◆ **EXERCISE DIRECTIONS**:
Every line of the records that holds the word "road" should be copied.

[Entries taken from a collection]
★ ★ ★ ★
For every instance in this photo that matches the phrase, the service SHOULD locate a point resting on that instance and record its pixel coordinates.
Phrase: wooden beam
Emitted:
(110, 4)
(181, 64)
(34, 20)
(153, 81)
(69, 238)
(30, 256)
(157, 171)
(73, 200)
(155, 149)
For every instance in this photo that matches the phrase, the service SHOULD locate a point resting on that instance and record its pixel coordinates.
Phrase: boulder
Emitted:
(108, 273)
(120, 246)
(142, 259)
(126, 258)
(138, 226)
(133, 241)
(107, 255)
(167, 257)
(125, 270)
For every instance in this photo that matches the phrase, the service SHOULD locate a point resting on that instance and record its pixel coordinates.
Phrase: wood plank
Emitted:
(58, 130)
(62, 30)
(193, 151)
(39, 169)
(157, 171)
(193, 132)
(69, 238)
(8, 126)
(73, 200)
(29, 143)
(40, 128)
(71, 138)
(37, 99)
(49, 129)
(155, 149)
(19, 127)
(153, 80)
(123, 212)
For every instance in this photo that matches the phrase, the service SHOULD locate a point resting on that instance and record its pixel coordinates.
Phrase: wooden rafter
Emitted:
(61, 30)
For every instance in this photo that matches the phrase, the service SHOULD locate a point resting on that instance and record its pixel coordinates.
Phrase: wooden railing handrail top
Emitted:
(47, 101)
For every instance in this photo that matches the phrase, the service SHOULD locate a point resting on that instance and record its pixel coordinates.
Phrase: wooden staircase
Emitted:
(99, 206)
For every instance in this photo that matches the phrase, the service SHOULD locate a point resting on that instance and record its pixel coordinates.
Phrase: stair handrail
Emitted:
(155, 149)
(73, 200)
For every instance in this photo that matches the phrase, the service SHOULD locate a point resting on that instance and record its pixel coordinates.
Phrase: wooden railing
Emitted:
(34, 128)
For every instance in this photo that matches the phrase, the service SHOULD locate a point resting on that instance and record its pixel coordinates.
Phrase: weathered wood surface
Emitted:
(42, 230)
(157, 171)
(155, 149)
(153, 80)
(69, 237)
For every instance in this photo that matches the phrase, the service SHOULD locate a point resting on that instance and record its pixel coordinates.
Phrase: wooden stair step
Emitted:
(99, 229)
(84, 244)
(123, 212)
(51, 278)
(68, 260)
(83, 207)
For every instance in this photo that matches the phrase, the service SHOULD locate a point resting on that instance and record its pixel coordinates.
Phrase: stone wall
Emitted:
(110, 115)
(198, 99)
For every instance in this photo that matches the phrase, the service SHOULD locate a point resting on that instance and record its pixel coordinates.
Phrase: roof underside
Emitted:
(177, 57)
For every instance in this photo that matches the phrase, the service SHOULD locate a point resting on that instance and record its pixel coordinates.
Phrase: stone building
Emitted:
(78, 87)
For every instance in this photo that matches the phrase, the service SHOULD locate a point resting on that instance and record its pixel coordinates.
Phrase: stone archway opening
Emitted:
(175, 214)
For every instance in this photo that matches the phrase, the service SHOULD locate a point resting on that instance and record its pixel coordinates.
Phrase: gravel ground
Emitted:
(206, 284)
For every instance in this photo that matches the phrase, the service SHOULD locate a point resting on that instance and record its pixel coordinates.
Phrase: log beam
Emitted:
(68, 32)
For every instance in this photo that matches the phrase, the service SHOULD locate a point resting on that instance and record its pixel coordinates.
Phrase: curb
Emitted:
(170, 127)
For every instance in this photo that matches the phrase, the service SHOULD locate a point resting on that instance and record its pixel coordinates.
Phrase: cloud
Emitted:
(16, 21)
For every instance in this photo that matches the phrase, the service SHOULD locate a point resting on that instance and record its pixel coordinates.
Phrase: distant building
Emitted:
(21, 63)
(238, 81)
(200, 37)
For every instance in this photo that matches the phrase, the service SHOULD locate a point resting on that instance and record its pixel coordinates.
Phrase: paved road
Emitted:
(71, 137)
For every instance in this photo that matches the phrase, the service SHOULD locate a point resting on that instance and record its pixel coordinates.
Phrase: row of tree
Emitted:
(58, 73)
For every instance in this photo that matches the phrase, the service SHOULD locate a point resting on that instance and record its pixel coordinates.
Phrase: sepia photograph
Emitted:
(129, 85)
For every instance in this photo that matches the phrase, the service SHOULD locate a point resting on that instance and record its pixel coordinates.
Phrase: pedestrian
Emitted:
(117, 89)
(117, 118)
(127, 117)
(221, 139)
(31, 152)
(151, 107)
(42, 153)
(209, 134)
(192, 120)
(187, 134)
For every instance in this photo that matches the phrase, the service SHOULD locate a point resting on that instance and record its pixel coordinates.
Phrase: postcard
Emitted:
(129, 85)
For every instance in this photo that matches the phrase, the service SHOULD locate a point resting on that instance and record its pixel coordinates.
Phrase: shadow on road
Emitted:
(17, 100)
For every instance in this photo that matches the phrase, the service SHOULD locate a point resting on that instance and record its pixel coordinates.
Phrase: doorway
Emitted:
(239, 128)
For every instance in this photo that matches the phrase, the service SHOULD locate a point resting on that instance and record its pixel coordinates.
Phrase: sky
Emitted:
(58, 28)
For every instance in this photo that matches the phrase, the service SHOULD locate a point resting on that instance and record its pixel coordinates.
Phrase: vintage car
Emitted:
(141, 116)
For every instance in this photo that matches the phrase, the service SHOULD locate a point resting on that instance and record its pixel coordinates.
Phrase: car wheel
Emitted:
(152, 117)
★ ★ ★ ★
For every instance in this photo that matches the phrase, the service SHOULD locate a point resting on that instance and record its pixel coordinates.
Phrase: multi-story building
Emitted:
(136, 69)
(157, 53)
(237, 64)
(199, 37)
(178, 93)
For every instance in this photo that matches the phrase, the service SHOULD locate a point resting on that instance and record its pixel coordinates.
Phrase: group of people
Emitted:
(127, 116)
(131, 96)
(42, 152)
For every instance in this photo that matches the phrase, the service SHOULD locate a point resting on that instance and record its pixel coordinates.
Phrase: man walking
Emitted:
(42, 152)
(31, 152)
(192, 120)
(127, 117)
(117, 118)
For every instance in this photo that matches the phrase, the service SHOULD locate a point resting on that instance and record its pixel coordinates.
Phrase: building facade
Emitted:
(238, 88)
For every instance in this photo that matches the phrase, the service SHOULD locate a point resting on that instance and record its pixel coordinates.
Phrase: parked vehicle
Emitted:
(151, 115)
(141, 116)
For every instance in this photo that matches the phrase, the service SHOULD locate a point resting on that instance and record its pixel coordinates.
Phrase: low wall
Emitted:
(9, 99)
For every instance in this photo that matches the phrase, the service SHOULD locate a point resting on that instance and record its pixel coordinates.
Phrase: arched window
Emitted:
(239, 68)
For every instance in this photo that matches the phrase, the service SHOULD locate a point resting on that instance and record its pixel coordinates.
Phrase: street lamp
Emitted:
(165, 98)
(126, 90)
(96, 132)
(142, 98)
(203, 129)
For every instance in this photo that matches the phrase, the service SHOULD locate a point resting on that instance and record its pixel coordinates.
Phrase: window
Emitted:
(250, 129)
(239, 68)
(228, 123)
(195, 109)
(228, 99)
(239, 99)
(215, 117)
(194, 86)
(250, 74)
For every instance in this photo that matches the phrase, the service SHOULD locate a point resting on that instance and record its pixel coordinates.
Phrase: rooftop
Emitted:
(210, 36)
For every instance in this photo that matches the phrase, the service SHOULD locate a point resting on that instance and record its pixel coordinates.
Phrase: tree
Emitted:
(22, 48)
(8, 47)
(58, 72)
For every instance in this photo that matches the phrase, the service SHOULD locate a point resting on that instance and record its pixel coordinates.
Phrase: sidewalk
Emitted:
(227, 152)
★ ★ ★ ★
◆ **REPLY**:
Phrase: paved road
Phrase: shadow on road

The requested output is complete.